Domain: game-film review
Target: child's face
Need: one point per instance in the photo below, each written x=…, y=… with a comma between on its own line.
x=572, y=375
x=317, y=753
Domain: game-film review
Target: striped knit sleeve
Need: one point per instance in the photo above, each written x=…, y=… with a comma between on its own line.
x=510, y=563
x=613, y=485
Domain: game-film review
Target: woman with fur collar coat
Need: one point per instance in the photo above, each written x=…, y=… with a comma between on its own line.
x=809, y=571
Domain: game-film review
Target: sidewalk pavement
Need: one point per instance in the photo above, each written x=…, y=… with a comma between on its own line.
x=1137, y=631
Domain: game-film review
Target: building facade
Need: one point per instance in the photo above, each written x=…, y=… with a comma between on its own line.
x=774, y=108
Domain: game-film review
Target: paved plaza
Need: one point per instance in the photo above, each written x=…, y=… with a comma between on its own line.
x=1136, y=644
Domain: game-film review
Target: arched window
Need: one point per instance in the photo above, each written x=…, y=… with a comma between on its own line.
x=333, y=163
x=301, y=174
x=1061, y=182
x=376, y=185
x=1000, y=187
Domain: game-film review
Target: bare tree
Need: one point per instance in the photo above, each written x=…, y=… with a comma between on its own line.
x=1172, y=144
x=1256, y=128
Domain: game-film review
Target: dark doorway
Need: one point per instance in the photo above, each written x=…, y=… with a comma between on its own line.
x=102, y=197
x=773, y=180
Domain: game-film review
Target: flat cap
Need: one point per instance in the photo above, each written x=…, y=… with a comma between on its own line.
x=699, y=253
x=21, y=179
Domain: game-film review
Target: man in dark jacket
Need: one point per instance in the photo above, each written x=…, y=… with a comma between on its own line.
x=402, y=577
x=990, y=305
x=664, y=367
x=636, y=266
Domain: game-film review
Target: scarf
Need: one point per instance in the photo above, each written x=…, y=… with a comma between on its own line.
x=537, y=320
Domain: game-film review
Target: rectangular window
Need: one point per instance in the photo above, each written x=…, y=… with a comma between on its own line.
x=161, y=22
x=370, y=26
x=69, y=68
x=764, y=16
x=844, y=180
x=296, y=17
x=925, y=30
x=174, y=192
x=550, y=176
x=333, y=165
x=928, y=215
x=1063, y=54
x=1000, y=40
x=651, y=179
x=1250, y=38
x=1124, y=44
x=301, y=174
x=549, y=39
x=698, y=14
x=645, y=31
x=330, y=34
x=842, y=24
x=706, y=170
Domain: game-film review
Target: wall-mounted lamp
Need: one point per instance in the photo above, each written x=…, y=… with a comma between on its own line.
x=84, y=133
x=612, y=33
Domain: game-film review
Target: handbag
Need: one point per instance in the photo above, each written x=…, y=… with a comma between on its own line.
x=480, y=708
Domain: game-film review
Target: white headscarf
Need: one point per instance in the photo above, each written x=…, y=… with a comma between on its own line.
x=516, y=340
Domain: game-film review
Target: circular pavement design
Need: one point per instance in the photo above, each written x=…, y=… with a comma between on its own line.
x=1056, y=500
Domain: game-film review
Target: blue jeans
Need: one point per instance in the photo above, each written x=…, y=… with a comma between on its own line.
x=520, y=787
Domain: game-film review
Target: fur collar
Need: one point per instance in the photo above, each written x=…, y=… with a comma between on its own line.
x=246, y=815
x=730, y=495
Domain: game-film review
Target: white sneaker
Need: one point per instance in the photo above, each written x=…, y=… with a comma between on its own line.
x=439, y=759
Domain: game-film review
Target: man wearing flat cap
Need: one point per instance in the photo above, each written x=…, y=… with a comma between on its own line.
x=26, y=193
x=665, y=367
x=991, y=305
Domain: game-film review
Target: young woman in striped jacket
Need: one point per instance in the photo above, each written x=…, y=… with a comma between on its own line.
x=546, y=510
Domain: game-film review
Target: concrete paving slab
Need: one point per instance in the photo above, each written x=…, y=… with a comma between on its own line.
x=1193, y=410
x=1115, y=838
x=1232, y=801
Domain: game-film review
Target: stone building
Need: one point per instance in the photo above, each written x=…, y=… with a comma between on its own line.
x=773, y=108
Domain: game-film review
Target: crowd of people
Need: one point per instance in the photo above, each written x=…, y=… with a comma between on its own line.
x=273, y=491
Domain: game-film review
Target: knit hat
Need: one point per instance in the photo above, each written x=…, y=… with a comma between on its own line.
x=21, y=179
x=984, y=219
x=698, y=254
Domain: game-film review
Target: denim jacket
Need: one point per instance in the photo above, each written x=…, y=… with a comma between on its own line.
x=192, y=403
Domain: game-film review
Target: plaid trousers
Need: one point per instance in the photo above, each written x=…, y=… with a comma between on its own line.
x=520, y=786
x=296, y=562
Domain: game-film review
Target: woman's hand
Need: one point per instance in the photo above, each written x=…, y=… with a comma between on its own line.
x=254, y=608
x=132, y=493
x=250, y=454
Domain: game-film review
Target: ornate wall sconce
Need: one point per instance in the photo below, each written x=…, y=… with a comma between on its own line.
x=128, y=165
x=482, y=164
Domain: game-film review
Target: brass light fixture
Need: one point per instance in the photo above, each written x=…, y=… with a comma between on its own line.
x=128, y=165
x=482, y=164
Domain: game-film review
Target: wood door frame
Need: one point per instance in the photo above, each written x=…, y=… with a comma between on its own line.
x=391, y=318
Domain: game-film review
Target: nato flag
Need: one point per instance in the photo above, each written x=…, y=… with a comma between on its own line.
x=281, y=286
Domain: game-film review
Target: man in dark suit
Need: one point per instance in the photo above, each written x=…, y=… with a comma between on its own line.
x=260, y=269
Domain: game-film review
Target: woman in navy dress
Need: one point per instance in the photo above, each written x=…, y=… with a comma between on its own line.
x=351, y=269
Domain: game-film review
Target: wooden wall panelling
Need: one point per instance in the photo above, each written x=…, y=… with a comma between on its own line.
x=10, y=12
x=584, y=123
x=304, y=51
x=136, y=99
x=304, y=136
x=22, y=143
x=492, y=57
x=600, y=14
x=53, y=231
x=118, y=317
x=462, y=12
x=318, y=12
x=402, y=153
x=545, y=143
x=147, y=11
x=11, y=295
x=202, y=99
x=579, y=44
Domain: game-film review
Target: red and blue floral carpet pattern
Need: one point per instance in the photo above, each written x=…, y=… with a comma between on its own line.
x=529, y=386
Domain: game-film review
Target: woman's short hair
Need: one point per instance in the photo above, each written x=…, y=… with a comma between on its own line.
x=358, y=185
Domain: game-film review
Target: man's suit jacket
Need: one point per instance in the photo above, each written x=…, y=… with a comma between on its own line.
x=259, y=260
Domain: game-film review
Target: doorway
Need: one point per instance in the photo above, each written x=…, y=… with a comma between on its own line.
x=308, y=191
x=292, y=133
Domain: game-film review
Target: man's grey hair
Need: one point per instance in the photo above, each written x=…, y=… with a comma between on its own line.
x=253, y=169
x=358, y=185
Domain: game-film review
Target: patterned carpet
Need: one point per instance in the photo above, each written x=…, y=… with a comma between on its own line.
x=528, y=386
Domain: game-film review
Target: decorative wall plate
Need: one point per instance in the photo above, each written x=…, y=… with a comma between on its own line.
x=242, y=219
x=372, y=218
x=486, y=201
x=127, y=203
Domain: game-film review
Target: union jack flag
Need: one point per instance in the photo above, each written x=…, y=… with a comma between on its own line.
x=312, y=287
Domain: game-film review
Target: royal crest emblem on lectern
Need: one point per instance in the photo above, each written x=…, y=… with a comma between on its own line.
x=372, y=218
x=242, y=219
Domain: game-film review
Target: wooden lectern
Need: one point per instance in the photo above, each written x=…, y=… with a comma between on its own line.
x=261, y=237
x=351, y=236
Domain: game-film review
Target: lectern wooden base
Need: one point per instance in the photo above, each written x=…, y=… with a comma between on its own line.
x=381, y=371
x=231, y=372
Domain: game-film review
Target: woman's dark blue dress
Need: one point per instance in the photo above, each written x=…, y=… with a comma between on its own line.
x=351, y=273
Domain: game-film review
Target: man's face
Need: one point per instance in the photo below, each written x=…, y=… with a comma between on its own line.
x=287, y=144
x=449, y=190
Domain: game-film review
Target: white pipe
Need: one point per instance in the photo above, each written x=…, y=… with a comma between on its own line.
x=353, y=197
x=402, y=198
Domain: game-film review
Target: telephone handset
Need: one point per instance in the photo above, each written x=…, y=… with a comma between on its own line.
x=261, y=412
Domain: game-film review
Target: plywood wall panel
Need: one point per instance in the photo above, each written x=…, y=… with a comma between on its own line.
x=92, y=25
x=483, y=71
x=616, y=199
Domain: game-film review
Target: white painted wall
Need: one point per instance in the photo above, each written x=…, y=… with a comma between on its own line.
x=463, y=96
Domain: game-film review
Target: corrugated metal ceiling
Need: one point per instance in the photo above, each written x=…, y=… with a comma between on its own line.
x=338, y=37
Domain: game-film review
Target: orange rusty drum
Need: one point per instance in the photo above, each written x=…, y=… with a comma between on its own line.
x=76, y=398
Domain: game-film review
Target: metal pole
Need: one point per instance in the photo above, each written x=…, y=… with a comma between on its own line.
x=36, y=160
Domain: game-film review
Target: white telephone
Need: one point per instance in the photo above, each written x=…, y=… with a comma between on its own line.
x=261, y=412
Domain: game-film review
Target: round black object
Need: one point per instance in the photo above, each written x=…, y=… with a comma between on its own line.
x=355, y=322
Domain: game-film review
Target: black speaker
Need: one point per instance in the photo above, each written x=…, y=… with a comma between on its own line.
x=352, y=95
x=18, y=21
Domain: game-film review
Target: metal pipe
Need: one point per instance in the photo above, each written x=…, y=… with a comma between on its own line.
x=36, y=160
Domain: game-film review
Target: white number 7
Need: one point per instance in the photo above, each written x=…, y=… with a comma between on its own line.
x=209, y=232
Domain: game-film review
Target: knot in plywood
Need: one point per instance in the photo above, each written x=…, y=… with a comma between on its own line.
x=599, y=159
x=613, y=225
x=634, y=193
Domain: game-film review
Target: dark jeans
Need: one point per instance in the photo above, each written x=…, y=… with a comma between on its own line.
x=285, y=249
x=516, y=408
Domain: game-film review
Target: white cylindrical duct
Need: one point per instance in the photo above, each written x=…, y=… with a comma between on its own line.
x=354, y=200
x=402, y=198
☆ ☆ ☆ ☆ ☆
• TUJUAN LATIHAN: Tolong temukan setiap baris dalam item di atas yang memuat kata "collar", lalu salin baris-baris itu.

• HASIL AKHIR:
Target: woman with fur collar coat
Target: fur collar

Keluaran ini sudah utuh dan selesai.